## Aim
Locate each line in the listing below that contains the word "chest" and copy those lines out.

## Given records
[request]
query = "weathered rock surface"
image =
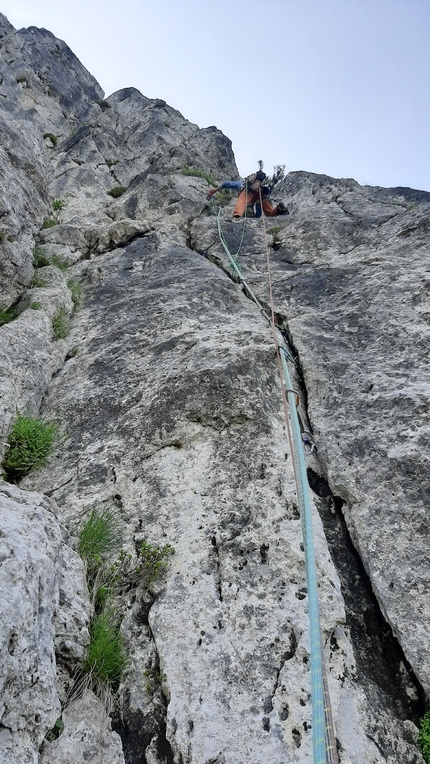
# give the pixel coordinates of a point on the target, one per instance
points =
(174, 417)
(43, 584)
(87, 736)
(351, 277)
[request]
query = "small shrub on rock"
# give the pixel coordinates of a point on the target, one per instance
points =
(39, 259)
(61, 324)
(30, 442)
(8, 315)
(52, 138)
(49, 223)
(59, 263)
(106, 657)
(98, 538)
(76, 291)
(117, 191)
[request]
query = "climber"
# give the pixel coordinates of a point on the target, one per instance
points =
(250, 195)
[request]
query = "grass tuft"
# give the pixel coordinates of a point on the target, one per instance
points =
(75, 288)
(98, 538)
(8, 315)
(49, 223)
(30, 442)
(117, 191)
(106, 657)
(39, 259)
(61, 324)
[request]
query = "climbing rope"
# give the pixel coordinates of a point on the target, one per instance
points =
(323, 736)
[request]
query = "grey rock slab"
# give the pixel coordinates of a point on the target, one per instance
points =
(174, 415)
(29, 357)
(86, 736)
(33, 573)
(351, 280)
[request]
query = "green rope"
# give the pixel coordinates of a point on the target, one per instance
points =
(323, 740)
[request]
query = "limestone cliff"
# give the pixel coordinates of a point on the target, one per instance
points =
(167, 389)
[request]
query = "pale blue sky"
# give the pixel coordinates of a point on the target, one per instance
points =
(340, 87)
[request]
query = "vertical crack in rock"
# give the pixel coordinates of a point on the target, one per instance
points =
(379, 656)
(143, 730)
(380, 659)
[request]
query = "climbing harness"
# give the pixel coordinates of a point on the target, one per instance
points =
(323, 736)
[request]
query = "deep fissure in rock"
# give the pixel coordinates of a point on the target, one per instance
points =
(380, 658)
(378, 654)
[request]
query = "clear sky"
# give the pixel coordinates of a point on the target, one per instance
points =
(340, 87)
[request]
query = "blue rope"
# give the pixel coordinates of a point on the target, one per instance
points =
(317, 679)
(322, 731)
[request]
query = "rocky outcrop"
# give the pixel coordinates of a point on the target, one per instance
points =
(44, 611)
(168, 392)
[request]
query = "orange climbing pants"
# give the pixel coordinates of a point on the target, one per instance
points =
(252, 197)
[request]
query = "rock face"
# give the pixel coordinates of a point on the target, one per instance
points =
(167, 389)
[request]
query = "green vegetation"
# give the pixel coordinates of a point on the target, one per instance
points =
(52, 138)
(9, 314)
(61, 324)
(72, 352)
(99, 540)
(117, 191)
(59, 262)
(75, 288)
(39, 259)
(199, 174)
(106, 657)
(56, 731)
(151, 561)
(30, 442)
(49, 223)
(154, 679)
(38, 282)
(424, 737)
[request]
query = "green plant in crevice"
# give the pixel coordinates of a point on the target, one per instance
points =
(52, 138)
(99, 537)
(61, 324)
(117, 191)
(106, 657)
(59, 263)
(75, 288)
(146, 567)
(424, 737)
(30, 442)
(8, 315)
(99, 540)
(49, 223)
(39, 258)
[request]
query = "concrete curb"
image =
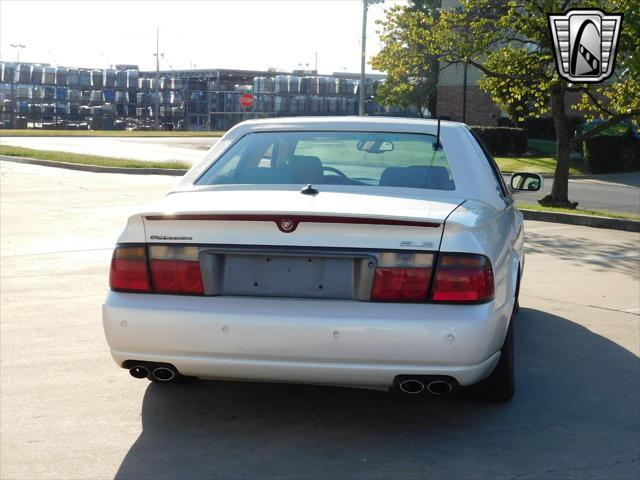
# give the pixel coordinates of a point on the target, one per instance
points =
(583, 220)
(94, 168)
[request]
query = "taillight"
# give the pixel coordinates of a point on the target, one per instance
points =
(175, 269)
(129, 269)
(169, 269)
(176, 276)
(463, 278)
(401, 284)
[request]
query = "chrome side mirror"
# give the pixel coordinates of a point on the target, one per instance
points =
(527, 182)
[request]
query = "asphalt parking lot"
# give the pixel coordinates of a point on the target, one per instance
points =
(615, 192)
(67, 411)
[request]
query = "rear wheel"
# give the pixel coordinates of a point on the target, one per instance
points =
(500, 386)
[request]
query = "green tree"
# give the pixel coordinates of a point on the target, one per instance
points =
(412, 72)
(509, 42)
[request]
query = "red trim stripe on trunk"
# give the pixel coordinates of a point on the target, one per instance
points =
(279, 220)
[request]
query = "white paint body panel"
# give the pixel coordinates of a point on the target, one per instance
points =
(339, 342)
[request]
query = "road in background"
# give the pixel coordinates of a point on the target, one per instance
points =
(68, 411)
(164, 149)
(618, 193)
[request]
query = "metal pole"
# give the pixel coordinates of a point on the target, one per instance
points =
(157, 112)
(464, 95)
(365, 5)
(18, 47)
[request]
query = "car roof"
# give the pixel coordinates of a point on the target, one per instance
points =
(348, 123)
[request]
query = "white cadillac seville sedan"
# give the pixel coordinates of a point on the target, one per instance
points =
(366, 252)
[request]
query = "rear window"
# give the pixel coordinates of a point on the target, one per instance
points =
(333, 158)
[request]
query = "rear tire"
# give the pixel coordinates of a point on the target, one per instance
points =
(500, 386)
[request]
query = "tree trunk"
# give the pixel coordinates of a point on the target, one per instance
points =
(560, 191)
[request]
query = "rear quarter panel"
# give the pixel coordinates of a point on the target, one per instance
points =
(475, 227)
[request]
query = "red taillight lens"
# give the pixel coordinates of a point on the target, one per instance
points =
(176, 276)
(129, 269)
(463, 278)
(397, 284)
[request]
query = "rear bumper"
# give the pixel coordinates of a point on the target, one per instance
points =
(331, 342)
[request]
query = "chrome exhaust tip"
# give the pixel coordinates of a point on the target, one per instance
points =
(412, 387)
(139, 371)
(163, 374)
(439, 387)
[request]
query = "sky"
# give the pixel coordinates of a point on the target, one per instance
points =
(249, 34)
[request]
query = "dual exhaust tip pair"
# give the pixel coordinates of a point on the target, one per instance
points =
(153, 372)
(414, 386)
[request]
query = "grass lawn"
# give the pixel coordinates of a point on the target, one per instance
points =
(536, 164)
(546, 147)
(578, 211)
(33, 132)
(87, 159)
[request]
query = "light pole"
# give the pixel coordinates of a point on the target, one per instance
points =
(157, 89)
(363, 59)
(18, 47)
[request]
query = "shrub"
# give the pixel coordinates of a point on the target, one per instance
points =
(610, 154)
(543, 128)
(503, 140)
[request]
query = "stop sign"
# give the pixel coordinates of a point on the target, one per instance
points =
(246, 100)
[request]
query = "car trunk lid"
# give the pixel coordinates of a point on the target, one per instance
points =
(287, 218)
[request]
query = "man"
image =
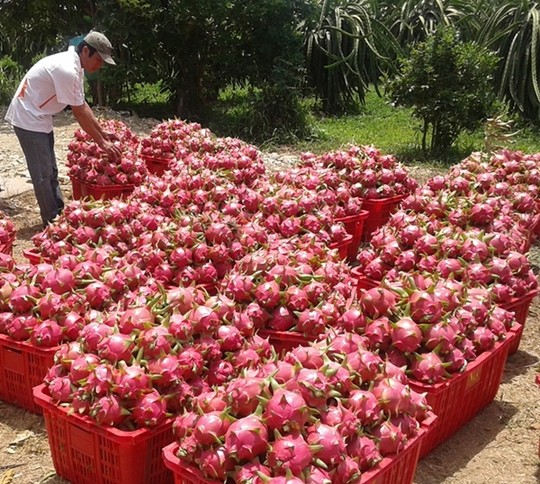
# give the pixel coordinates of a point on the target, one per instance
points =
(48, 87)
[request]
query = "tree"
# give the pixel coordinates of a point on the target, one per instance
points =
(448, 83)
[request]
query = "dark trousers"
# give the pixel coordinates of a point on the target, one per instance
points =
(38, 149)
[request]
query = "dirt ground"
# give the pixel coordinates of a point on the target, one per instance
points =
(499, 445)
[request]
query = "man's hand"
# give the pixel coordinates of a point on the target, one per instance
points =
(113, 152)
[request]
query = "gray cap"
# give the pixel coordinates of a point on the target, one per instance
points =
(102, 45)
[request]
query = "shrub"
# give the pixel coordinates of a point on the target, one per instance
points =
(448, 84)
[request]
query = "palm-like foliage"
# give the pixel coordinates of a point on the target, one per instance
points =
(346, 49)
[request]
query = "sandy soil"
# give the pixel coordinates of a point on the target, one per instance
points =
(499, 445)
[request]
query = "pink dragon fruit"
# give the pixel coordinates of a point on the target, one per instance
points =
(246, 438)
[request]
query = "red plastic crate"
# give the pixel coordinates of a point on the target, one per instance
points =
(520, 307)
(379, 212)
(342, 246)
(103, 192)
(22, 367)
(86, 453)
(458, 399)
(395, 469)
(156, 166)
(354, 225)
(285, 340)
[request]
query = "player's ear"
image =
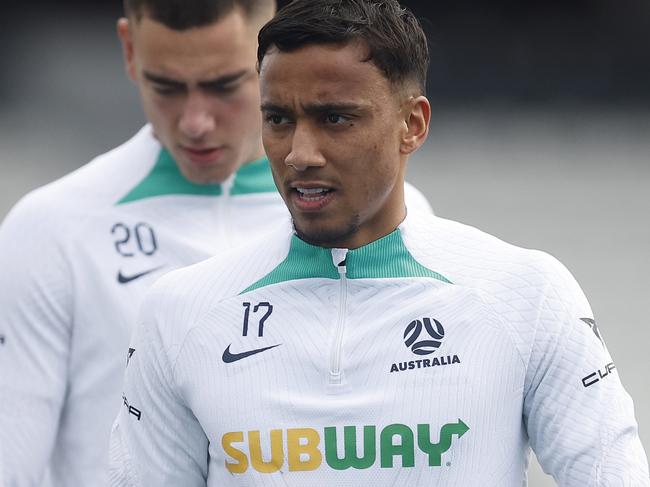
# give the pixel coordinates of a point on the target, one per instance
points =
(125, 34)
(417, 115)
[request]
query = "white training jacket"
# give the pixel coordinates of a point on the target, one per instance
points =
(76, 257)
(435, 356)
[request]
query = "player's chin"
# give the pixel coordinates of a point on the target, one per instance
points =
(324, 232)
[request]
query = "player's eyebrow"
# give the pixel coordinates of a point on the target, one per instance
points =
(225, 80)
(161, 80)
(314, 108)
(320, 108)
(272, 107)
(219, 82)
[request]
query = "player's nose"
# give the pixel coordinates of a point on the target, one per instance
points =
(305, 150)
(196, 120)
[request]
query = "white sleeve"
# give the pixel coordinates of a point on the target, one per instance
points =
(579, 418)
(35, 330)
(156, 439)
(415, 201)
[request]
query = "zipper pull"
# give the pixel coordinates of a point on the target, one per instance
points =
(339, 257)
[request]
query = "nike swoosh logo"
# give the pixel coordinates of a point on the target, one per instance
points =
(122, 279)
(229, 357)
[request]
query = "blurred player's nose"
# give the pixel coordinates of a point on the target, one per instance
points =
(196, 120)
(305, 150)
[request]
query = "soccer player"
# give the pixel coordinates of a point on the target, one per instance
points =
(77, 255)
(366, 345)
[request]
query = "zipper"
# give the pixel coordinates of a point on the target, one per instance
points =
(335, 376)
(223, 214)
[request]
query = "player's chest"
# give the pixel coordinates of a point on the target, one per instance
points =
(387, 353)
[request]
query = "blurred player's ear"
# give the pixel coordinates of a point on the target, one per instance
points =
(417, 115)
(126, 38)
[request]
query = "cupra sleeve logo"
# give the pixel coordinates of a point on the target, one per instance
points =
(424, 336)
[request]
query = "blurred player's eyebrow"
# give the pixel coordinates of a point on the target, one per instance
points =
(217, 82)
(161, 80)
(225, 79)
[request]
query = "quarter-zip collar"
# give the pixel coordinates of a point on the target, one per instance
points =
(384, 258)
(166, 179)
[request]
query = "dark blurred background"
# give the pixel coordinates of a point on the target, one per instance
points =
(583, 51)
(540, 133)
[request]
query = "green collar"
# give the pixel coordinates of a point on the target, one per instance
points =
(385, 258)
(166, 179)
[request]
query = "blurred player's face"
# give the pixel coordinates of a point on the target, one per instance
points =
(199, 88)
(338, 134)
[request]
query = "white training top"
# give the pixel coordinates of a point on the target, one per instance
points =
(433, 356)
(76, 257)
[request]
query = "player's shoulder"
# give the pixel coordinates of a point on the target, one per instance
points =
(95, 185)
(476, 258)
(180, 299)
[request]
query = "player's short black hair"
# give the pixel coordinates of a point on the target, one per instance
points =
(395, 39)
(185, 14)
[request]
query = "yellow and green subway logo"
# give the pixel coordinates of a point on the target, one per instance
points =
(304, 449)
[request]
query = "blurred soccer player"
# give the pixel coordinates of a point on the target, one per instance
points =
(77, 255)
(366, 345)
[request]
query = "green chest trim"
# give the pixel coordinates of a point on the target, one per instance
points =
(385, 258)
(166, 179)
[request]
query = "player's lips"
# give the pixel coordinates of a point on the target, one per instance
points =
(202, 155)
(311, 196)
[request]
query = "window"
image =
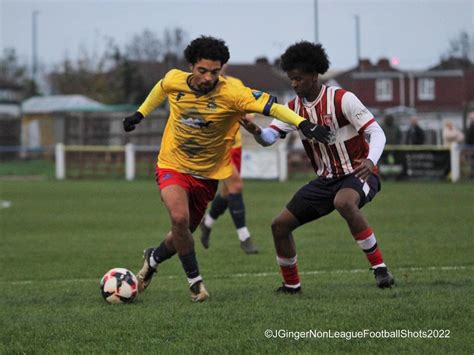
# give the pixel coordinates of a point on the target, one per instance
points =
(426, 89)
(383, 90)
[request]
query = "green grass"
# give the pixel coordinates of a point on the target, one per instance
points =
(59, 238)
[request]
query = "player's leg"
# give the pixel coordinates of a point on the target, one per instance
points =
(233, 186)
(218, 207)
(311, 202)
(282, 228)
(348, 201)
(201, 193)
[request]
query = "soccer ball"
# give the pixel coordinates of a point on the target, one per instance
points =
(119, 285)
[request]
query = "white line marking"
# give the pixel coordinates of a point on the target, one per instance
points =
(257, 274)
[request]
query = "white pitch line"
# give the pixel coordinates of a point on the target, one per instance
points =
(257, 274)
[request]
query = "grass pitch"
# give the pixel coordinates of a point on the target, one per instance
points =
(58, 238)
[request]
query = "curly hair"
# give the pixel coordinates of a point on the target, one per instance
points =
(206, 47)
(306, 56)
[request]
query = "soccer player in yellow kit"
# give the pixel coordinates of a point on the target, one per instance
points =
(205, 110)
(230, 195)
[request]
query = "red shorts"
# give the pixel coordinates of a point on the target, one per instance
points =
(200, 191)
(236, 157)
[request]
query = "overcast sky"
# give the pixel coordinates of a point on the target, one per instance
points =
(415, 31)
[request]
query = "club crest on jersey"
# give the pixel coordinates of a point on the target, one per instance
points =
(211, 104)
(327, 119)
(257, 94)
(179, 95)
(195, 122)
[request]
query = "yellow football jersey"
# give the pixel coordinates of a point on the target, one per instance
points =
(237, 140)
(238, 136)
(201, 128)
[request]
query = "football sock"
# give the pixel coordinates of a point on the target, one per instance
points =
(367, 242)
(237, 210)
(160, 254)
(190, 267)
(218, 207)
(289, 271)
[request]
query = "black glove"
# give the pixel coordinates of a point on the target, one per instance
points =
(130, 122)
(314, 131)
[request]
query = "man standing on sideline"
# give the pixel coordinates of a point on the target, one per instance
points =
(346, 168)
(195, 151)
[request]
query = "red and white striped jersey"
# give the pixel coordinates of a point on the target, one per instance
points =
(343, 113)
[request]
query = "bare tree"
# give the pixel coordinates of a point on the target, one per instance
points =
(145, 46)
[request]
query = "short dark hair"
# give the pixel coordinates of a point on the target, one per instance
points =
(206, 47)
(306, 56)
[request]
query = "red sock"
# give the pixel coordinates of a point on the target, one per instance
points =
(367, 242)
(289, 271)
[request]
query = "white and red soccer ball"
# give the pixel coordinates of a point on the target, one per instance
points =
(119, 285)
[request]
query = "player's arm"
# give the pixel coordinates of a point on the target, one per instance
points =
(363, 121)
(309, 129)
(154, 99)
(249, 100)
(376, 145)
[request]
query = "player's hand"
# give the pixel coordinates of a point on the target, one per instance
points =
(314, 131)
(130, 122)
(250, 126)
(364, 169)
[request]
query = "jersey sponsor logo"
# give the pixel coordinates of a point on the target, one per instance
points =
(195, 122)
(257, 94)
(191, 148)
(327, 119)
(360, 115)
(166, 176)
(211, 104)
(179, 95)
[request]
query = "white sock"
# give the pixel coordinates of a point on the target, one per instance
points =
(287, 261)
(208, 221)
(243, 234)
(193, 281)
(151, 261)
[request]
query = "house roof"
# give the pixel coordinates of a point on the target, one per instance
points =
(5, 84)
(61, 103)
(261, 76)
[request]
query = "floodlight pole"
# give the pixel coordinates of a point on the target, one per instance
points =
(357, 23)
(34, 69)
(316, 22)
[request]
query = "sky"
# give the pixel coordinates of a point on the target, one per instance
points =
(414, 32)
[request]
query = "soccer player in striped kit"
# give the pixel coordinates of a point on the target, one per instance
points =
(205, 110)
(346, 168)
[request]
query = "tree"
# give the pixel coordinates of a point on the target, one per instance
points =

## Reply
query = "player's chest"
query = "green chest trim"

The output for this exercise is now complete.